=== Section Start ===

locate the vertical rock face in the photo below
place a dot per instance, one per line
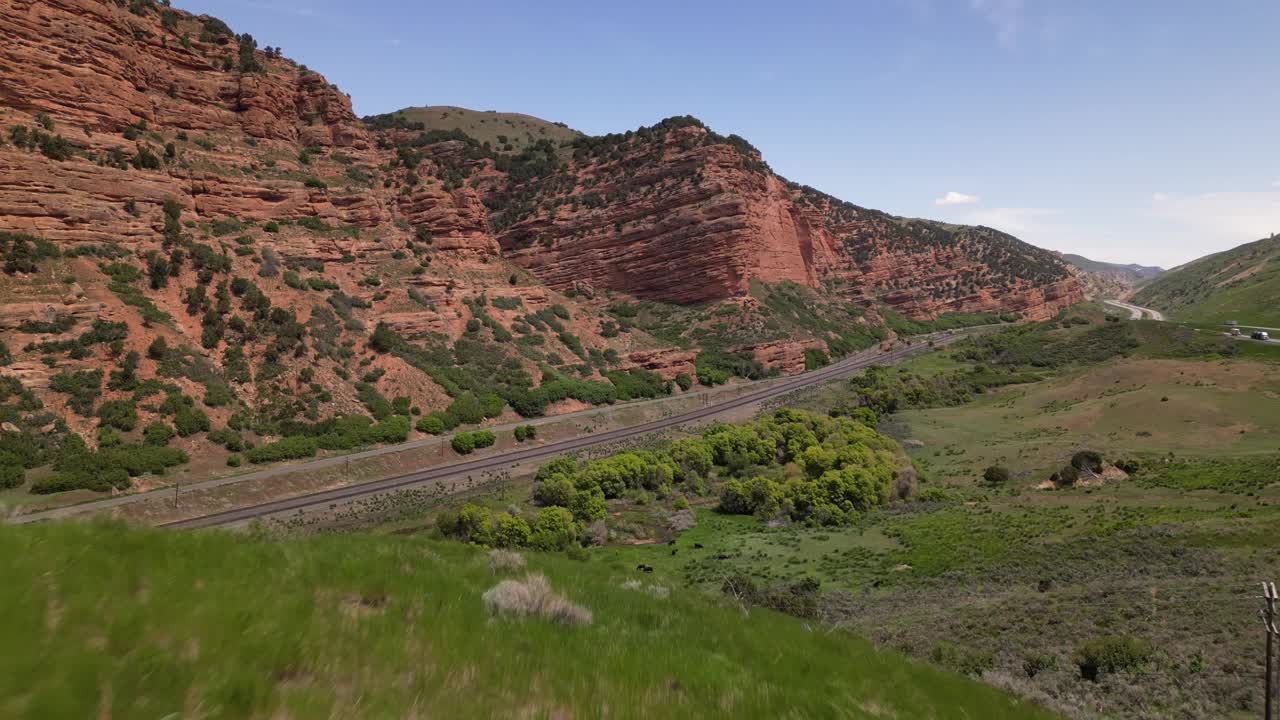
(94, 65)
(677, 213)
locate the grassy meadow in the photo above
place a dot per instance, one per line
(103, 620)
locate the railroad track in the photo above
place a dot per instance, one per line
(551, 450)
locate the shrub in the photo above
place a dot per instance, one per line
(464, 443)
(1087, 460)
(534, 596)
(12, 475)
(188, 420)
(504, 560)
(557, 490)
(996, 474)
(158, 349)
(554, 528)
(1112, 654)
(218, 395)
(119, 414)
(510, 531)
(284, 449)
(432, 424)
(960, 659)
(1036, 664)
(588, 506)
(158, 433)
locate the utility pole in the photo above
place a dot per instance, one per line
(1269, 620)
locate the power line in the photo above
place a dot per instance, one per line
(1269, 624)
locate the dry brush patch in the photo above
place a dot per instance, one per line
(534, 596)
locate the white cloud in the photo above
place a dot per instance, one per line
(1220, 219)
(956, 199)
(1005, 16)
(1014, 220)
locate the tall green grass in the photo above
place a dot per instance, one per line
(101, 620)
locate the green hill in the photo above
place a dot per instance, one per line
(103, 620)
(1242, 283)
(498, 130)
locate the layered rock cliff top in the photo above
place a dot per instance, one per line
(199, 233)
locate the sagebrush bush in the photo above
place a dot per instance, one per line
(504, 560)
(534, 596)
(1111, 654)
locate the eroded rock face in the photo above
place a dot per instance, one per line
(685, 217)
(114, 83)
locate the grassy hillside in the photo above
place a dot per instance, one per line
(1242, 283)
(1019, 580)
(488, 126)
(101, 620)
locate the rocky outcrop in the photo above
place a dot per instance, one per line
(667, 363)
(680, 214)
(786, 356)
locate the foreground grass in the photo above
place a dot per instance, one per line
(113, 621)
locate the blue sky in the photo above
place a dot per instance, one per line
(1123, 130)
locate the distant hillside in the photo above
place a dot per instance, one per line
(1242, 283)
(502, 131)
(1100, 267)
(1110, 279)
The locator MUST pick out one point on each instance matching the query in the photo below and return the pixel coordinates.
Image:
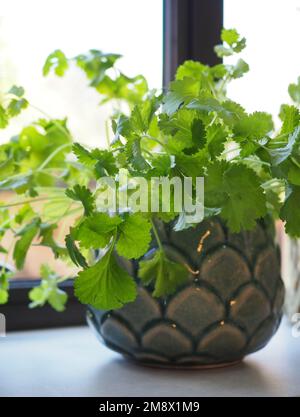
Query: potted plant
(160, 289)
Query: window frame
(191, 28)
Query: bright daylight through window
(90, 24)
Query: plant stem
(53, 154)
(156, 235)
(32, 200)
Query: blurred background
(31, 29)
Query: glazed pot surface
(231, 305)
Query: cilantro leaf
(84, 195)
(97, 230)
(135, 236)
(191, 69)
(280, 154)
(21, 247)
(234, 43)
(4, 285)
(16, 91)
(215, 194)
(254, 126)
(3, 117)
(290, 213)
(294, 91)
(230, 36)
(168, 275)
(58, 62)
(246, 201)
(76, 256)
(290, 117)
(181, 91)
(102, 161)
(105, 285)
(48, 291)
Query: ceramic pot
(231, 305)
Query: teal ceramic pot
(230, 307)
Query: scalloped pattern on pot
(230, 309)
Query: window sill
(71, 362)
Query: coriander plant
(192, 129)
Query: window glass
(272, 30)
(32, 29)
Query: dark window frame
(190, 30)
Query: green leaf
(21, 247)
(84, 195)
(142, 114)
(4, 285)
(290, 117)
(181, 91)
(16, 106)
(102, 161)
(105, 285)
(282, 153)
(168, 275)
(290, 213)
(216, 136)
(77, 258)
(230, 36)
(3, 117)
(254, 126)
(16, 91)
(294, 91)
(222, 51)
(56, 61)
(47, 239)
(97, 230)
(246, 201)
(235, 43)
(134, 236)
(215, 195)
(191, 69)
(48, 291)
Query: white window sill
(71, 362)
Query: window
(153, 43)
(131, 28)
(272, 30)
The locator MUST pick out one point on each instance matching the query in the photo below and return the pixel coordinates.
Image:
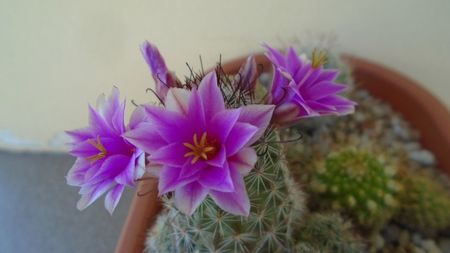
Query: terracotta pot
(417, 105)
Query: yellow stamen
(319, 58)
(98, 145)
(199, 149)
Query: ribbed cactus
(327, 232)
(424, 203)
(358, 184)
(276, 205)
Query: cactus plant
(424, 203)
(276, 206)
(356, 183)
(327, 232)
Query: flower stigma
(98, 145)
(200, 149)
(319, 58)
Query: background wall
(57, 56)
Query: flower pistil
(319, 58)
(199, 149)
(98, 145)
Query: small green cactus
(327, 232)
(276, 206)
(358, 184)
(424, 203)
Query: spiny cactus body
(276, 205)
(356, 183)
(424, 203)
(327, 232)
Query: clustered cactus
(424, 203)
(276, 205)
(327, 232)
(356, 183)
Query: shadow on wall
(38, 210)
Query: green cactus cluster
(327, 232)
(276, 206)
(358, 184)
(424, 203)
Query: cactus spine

=== Section End ===

*Exercise directions*
Above are the records; copy them exactly without the pictures.

*Finished task*
locate the vertical rock face in the photo below
place a dot per instance, one per line
(94, 65)
(677, 213)
locate the grassy meadow in the photo above
place a dot per instance, one per line
(103, 620)
locate the railroad track in the photo above
place a dot per instance, one per line
(551, 450)
locate the shrub in the photo above
place a dot per instance, one per line
(464, 443)
(1087, 460)
(534, 596)
(12, 475)
(188, 420)
(504, 560)
(557, 490)
(996, 474)
(158, 349)
(554, 528)
(1112, 654)
(218, 395)
(119, 414)
(510, 531)
(284, 449)
(432, 424)
(960, 659)
(1036, 664)
(588, 506)
(158, 433)
locate the utility pole in the photo above
place a dot per instance, one per line
(1269, 620)
locate the power line in the photo above
place a dot per instance, one per line
(1269, 624)
locate the dry brush patch in the photo above
place a dot per instance, one per line
(534, 596)
locate the white cloud in the photo above
place a dot per instance, one per line
(1220, 219)
(956, 199)
(1005, 16)
(1014, 220)
locate the tall green grass in the photo above
place a dot per instance, one per line
(101, 620)
locate the green hill in the photo above
place a dot per instance, one per line
(103, 620)
(1242, 283)
(498, 130)
locate the layered rock cliff top in the photo above
place a dot per instance, one per line
(199, 233)
locate the sagebrush bush in the photo above
place a dot per instance, one per line
(504, 560)
(534, 596)
(1111, 654)
locate the eroded rock face in the photo above
place a dot per instance, one per line
(685, 217)
(114, 83)
locate the grassy hillside in the photo above
place a dot per instance, one per line
(1242, 283)
(1019, 580)
(488, 126)
(101, 620)
locate the rocky outcrop in the photo above
place a dot per instance, one per line
(667, 363)
(680, 214)
(786, 356)
locate the foreground grass in the photo above
place a dot per instance, one per line
(113, 621)
locate the blue sky in the photo above
place a dot per instance, one per line
(1123, 130)
locate the distant hillside in the photo above
place a dot per instance, one per line
(1242, 283)
(502, 131)
(1100, 267)
(1110, 279)
The locator MUST pick out one point on each instance matching the query in the photo below and return the pixel coordinates.
Image:
Query: potted plant
(160, 289)
Query: window frame
(191, 28)
Query: bright daylight through window
(90, 24)
Query: plant stem
(53, 154)
(156, 235)
(32, 200)
Query: blurred background
(31, 29)
Query: glazed pot surface
(231, 305)
Query: cilantro leaf
(84, 195)
(97, 230)
(135, 236)
(191, 69)
(280, 154)
(21, 247)
(234, 43)
(4, 285)
(16, 91)
(215, 194)
(254, 126)
(3, 117)
(290, 213)
(294, 91)
(230, 36)
(168, 275)
(58, 62)
(246, 201)
(76, 256)
(290, 117)
(181, 91)
(102, 161)
(105, 285)
(48, 291)
Query: ceramic pot
(231, 305)
Query: teal ceramic pot
(230, 307)
Query: scalloped pattern on pot
(230, 309)
Query: window sill
(71, 362)
Query: coriander plant
(192, 129)
Query: window glass
(272, 30)
(32, 29)
Query: dark window frame
(190, 30)
Query: green leaf
(21, 247)
(84, 195)
(142, 114)
(4, 285)
(290, 117)
(181, 91)
(16, 106)
(102, 161)
(105, 285)
(282, 153)
(168, 275)
(290, 213)
(216, 136)
(77, 258)
(230, 36)
(3, 117)
(254, 126)
(16, 91)
(294, 91)
(222, 51)
(56, 61)
(47, 239)
(97, 230)
(246, 201)
(235, 43)
(134, 236)
(215, 195)
(191, 69)
(48, 291)
Query: white window sill
(71, 362)
Query: window
(153, 43)
(131, 28)
(272, 30)
The locator MUST pick out one point on each instance matching the query in the photo below and return the pixel coordinates.
Image:
Query: terracotta pot
(417, 105)
Query: yellow stamen
(319, 58)
(98, 145)
(199, 149)
Query: ribbed cactus
(327, 232)
(424, 203)
(358, 184)
(276, 205)
Query: cactus plant
(424, 203)
(276, 206)
(356, 183)
(327, 232)
Query: flower stigma
(98, 145)
(200, 149)
(319, 58)
Query: background wall
(57, 56)
Query: flower pistil
(319, 58)
(199, 149)
(98, 145)
Query: small green cactus
(327, 232)
(276, 206)
(358, 184)
(424, 203)
Query: spiny cactus body
(276, 205)
(356, 183)
(424, 203)
(327, 232)
Query: clustered cactus
(424, 203)
(276, 205)
(327, 232)
(356, 183)
Query: shadow on wall
(38, 210)
Query: green cactus cluster
(327, 232)
(276, 206)
(358, 184)
(424, 203)
Query: cactus spine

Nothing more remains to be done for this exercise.